Problem to solve - Tally up every line in the records beneath that has "below", and write down only the total.

Data excerpts -
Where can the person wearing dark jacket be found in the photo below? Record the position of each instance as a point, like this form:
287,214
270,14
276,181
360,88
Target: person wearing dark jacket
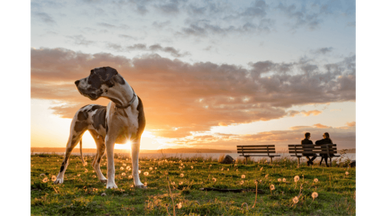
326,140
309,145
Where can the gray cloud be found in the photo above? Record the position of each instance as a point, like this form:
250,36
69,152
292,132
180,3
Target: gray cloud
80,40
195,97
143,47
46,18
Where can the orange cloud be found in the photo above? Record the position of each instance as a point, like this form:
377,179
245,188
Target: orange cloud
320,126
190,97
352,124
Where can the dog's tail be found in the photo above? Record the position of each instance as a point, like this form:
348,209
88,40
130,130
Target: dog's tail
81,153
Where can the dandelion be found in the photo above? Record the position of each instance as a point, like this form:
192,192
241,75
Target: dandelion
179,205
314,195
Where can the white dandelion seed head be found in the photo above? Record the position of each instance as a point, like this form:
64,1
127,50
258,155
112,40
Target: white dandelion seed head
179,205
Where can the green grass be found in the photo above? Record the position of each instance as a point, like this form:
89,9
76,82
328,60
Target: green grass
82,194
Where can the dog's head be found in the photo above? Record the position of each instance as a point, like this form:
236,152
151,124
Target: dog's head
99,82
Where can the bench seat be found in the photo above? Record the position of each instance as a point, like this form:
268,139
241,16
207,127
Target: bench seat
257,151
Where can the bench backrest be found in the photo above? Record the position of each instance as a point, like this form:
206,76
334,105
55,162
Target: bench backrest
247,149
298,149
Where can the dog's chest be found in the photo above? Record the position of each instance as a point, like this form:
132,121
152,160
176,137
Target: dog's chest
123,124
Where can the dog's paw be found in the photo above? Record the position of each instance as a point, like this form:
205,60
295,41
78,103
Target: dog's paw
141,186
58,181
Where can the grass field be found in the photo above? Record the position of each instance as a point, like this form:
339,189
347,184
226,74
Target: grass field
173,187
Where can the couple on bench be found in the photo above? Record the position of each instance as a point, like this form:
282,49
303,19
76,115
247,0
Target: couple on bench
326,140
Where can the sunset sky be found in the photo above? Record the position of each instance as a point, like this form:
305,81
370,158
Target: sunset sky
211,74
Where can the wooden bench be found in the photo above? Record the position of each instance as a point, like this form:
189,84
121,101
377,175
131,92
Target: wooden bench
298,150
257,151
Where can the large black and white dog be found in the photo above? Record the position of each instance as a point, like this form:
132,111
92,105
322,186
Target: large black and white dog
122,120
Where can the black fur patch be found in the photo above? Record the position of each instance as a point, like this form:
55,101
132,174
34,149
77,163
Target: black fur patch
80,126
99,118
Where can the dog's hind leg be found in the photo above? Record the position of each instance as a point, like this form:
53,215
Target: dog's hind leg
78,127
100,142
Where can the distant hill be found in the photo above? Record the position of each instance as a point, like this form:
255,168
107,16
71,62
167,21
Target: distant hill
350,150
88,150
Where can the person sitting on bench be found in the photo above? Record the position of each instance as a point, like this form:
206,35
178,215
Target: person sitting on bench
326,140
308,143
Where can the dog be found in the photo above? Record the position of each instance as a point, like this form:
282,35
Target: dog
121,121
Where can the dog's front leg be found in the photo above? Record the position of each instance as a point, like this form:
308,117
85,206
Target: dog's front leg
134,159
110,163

* * *

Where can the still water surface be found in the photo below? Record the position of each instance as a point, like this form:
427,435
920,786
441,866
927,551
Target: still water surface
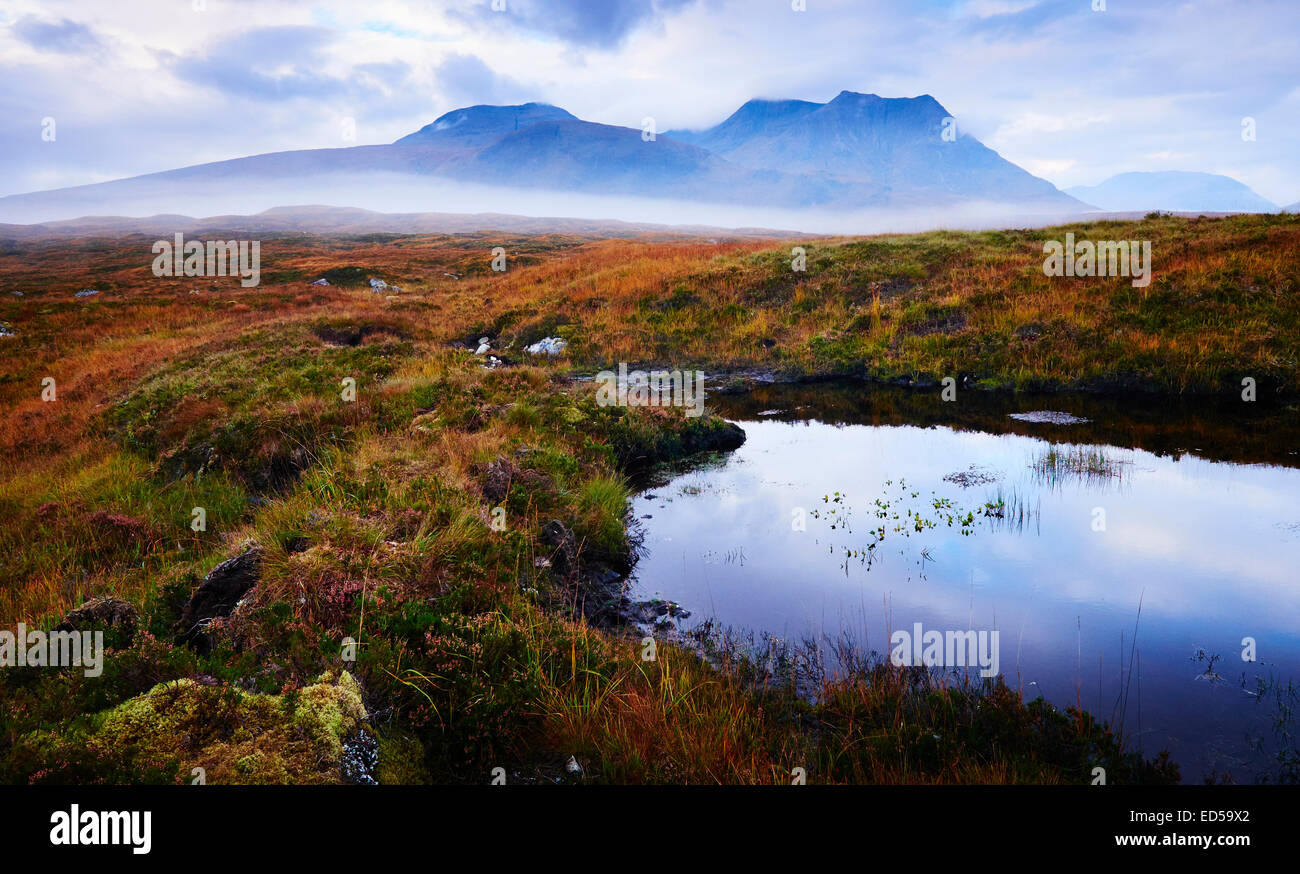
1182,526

==

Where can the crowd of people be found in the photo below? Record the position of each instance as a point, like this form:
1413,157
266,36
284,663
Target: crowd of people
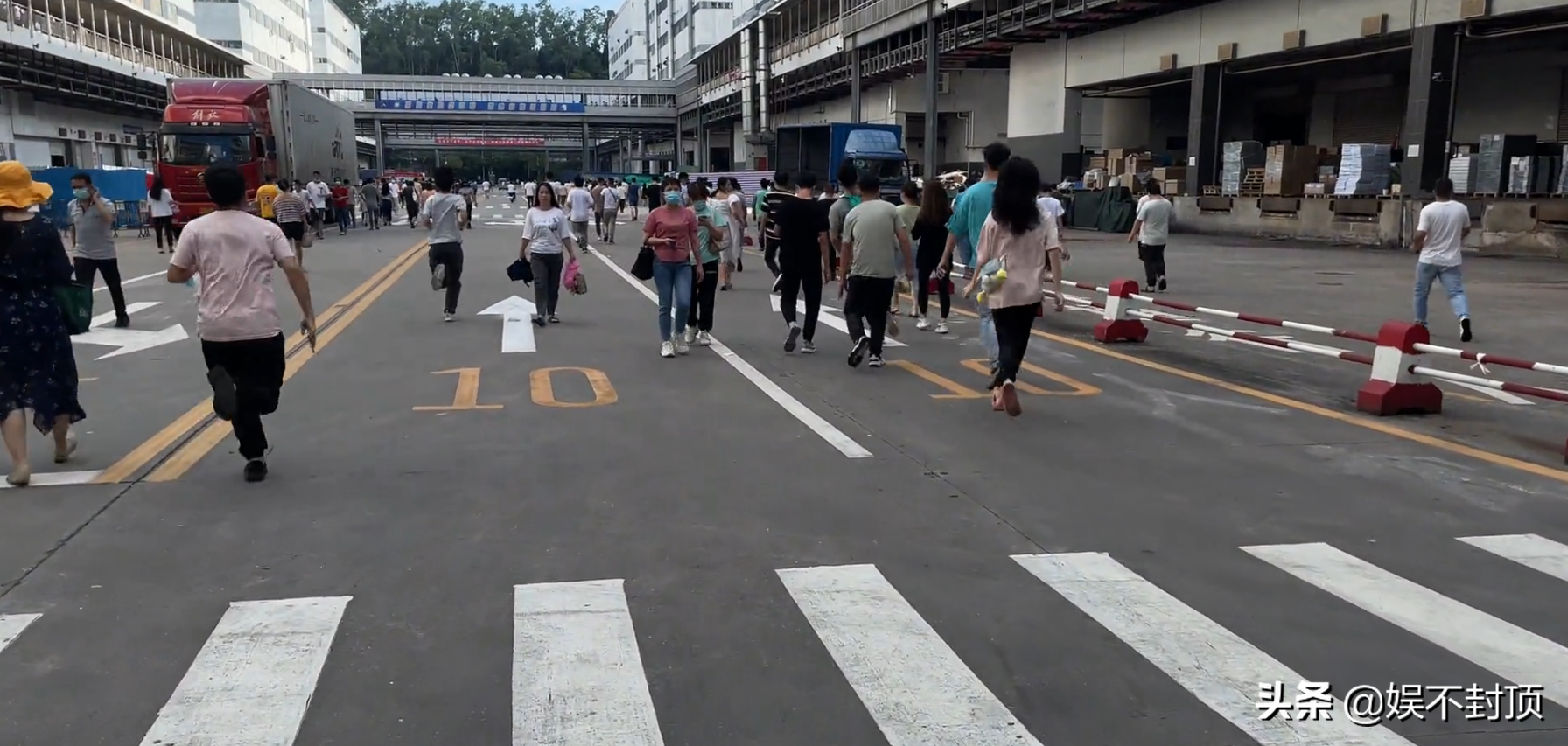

Written reply - 3